## BEGIN Reading passage
Cooking Terms


The next generation of great writers will need to fork over traditional prose in favor of cooking terms. “He walked through the crowd” will become “he sifted through the crowd” or even “she stir-fried her way between the hot peppers and leering meat at El Ray de Cabrito A Go-Go.” Conventional plot elements must give way to more modern epicurean concepts. Romantic buildup is a slow marinade—character development a thorough deglazing. “They hung out and ate avocados and turned the living room into a big bed.” (source)

She basted me with science.

She boiled me, like a potato.

She broiled me like—a different potato. Don’t miss Derek Jacobi’s epic performance in I Potato. Nominated for five Caesar salads.

She leavened me like I was her only bagel dough.

She poached me in her love syrup.

Here are some more cooking terms to help you stave off that writing course another year.
Age: To control a food’s aging process to improve its texture, flavor or both.

Rot: too much age.

Blend: To mix two or more ingredients together until combined.

Blonde: Do they have to be different?

Bread: To coat food with bread, cracker or other crumbs. Usually the food is dipped into a liquid (beaten eggs, milk, beer, etc.) before it is coated.

Dead: Not alive.

Undead Bread: Bread that you won’t eat, but won’t throw away either.

Brown: To cook food quickly over high heat until the surface turns brown. This method allows the juices to stay sealed in and is usually done in a broiler or on a stove top.
## END Reading passage
* _Problem set_:
1/ Reproduce word for word the part of the cooking-terms piece above, beginning at the words "Here are some" and stopping after "too much age.".
2/ Write the next part of the cooking-terms piece above, picking up right after its last sentence.
The records that follow have no connection to the cooking-terms piece.
## BEGIN Data lines
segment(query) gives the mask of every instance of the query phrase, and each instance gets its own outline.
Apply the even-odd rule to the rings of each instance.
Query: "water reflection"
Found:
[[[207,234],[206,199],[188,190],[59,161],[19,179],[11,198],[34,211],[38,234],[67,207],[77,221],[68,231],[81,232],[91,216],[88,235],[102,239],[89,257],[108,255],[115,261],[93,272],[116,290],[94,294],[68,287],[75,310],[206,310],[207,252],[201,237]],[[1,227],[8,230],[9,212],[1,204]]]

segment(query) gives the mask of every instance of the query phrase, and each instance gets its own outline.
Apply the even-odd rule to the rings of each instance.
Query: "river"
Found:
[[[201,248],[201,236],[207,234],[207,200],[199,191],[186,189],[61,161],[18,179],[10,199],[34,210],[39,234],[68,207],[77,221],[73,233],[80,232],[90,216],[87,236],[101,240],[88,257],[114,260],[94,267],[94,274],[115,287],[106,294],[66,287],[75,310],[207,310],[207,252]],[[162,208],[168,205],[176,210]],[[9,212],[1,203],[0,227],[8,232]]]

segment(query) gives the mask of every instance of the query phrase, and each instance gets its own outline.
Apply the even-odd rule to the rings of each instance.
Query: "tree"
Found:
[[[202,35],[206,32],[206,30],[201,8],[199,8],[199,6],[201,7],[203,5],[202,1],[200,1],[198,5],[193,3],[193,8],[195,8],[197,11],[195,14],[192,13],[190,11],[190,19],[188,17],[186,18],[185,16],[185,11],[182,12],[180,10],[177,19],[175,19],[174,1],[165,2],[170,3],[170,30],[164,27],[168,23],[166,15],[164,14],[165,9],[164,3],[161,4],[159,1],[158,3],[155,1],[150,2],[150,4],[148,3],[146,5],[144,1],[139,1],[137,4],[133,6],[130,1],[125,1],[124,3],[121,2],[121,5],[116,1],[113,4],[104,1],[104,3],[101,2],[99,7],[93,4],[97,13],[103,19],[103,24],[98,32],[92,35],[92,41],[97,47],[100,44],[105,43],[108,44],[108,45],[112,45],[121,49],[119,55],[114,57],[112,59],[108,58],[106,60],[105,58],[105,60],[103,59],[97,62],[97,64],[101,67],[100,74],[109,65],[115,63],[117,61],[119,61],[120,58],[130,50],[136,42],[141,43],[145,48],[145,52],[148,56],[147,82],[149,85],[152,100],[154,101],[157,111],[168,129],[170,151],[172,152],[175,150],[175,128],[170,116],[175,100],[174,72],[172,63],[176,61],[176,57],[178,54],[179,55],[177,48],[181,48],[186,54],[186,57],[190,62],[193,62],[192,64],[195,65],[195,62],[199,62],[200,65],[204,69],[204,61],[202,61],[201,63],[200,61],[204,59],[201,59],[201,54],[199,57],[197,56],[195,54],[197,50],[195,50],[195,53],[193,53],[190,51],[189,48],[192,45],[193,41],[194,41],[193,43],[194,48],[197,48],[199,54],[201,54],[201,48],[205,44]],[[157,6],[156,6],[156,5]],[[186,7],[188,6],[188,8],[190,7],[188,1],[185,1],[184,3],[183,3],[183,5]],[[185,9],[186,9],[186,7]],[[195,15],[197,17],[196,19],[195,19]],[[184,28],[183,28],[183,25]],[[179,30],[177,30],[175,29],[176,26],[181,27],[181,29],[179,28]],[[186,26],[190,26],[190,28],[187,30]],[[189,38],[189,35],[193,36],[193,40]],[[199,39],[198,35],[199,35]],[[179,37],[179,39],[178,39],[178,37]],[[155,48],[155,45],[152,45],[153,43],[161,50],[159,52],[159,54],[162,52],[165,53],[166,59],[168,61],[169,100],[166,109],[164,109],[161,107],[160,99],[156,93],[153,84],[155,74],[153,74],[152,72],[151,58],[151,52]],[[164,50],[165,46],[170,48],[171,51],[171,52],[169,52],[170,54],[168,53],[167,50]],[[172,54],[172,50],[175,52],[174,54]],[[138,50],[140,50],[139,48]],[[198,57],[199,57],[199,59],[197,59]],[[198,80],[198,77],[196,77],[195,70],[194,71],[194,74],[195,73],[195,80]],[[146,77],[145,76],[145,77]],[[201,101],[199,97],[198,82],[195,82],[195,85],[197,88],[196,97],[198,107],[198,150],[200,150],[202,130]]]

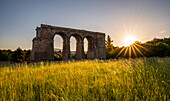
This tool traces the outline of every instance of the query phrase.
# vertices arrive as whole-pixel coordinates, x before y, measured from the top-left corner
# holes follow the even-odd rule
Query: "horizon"
[[[169,0],[0,1],[0,49],[32,49],[40,24],[103,32],[118,47],[129,35],[142,43],[168,38],[169,5]],[[62,38],[56,35],[54,40],[54,48],[61,48]],[[75,38],[70,41],[71,51],[75,51]]]

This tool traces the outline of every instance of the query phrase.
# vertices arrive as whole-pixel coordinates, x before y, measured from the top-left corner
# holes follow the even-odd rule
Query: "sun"
[[[137,39],[135,37],[133,37],[132,35],[129,35],[129,36],[125,37],[123,46],[125,46],[125,47],[130,46],[135,41],[137,41]]]

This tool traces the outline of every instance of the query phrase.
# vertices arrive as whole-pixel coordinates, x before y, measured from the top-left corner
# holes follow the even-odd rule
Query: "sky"
[[[170,0],[0,0],[0,49],[32,49],[40,24],[103,32],[114,46],[129,35],[146,42],[170,37]],[[54,41],[61,48],[62,38]]]

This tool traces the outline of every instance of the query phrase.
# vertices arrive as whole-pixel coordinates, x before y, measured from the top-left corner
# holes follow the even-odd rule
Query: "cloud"
[[[160,33],[160,34],[164,34],[164,33],[166,33],[166,30],[162,30],[162,31],[160,31],[159,33]]]

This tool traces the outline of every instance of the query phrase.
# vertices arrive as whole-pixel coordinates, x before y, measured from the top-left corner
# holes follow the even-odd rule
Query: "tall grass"
[[[170,58],[0,68],[0,100],[169,100]]]

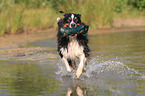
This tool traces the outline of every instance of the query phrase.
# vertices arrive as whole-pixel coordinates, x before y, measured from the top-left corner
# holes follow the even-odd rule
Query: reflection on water
[[[0,96],[144,96],[145,32],[98,34],[89,39],[92,56],[80,79],[75,71],[68,73],[59,58],[1,60]],[[56,51],[54,39],[30,45]]]

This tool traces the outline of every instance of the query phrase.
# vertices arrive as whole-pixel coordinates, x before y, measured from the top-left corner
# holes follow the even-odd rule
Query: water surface
[[[1,60],[0,96],[145,96],[145,32],[97,34],[89,40],[91,60],[79,80],[59,57]],[[23,47],[56,55],[56,45],[51,38]]]

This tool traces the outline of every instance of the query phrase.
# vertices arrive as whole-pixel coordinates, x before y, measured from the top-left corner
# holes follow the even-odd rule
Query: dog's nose
[[[75,23],[72,23],[72,24],[71,24],[71,27],[75,27],[75,26],[76,26],[76,24],[75,24]]]

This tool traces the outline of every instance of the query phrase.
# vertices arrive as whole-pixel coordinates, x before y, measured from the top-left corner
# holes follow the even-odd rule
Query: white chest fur
[[[70,37],[70,42],[68,43],[68,49],[61,48],[61,53],[65,58],[75,59],[83,54],[83,47],[79,45],[76,40],[76,36]]]

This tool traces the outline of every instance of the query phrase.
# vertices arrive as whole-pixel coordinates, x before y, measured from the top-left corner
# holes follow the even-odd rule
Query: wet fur
[[[63,13],[63,12],[62,12]],[[64,18],[58,20],[58,27],[69,27],[70,26],[70,22],[68,22],[71,18],[71,15],[73,13],[63,13],[64,14]],[[80,14],[73,14],[75,16],[75,23],[76,26],[81,26],[81,25],[85,25],[83,22],[81,22],[81,15]],[[88,59],[90,54],[90,49],[88,46],[88,38],[87,36],[83,36],[82,34],[76,34],[74,36],[64,36],[61,37],[59,36],[59,34],[57,34],[57,42],[58,42],[58,53],[60,55],[60,57],[62,59],[66,58],[66,60],[64,60],[65,63],[68,62],[68,64],[73,68],[73,69],[77,69],[76,68],[76,64],[75,64],[75,60],[76,58],[81,58],[79,57],[79,55],[83,55],[85,56],[85,59]],[[85,63],[87,62],[86,60],[84,60]],[[83,62],[83,60],[82,60]]]

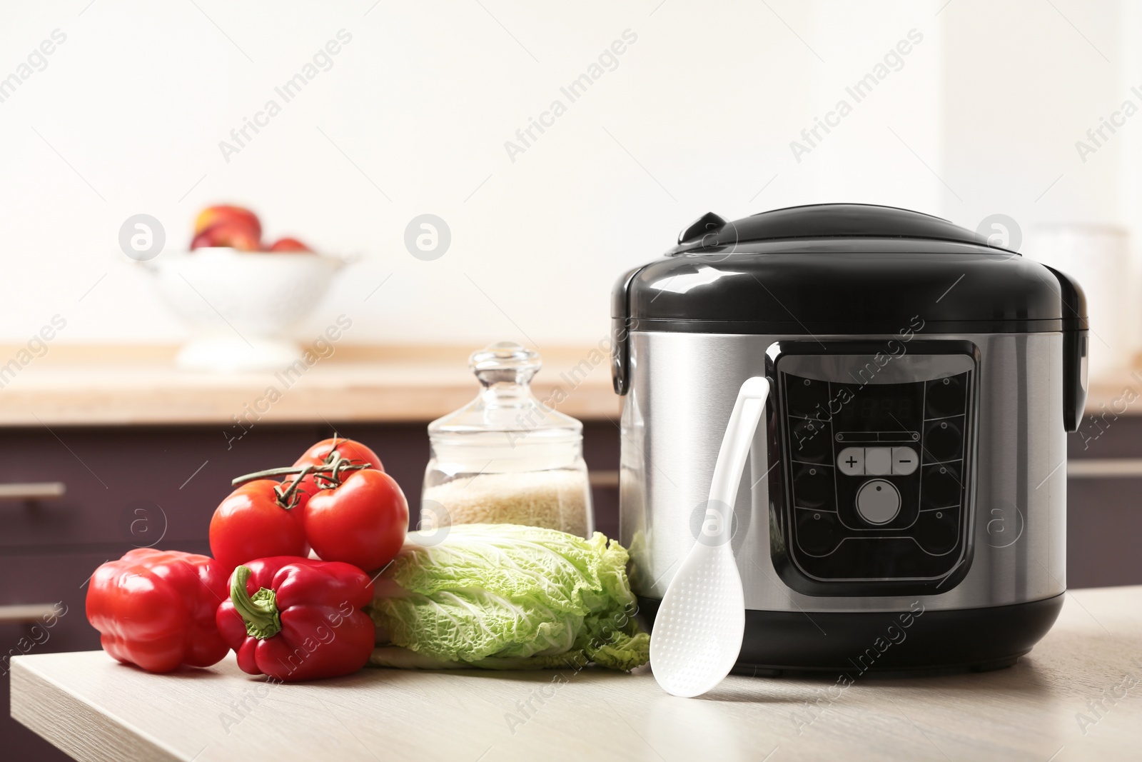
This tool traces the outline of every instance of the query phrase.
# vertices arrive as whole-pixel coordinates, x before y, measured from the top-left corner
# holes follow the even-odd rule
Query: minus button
## END Data lines
* _Results for each task_:
1/
Here are some more cooking terms to help you stave off that writing course another year.
Age: To control a food’s aging process to improve its texture, flavor or both.

Rot: too much age.

2/
Ignore: To walk quickly past a cut of meat without buying it. This method allows the juices to stay really sealed in and is usually done in a supermarket or boucherie.

Ignore from home: To stay at home, watch T.V. and order a pizza. This method also allows the juices to stay sealed in and is usually done from a couch or chair.

Chop: To cut food into pieces ranging from small (finely chopped) to large (coarsely chopped). See hash.

Chopin: Famous Northern Iranian composer noted for his liberal use of hash and love of coarsely chopped beets.

Dash: A small quantity measuring three drops to ¼ teaspoon.

Baywatch: a small quantity measuring three trollops, five dips, and an old teaspoon.

Emulsify: To bind together substances which under normal conditions will not mix, such as oil and water. Egg yolk is a commonly used emulsifier.

Tulsify: To bind together beliefs and values which under normal conditions would not make any sense.

Grate: To shred solid food by rubbing against the small, sharp-edged holes of a grater.

Grate finger: To shred solid finger by rubbing against the small, sharp-edged holes of a grater because you just had to get it all, didn’t you? P.S. Go in your kitchen cabinet right now. Look at your grater. Now wash it!

Hash: To chop or mince foods into very finely chopped pieces. Also the name of an American dish composed of small pieces of meat, potatoes and seasonings.

Rehash: To tell stories about the time you chopped that food into very small pieces.

Purée: To mash food until it is completely smooth, usually to make into a soup.

Puree: To put food in a blender and press puree.

I was there! Hey, I was there!

Poison Control

“Hello, you have reached—”
“Is this the Colgate hotline?”
“Yes, how can we help you today?”
“I just swallowed an entire tube of your baking soda and peroxide toothpaste.”
“Fresh mint or clean mint?”
“Am I going to die?”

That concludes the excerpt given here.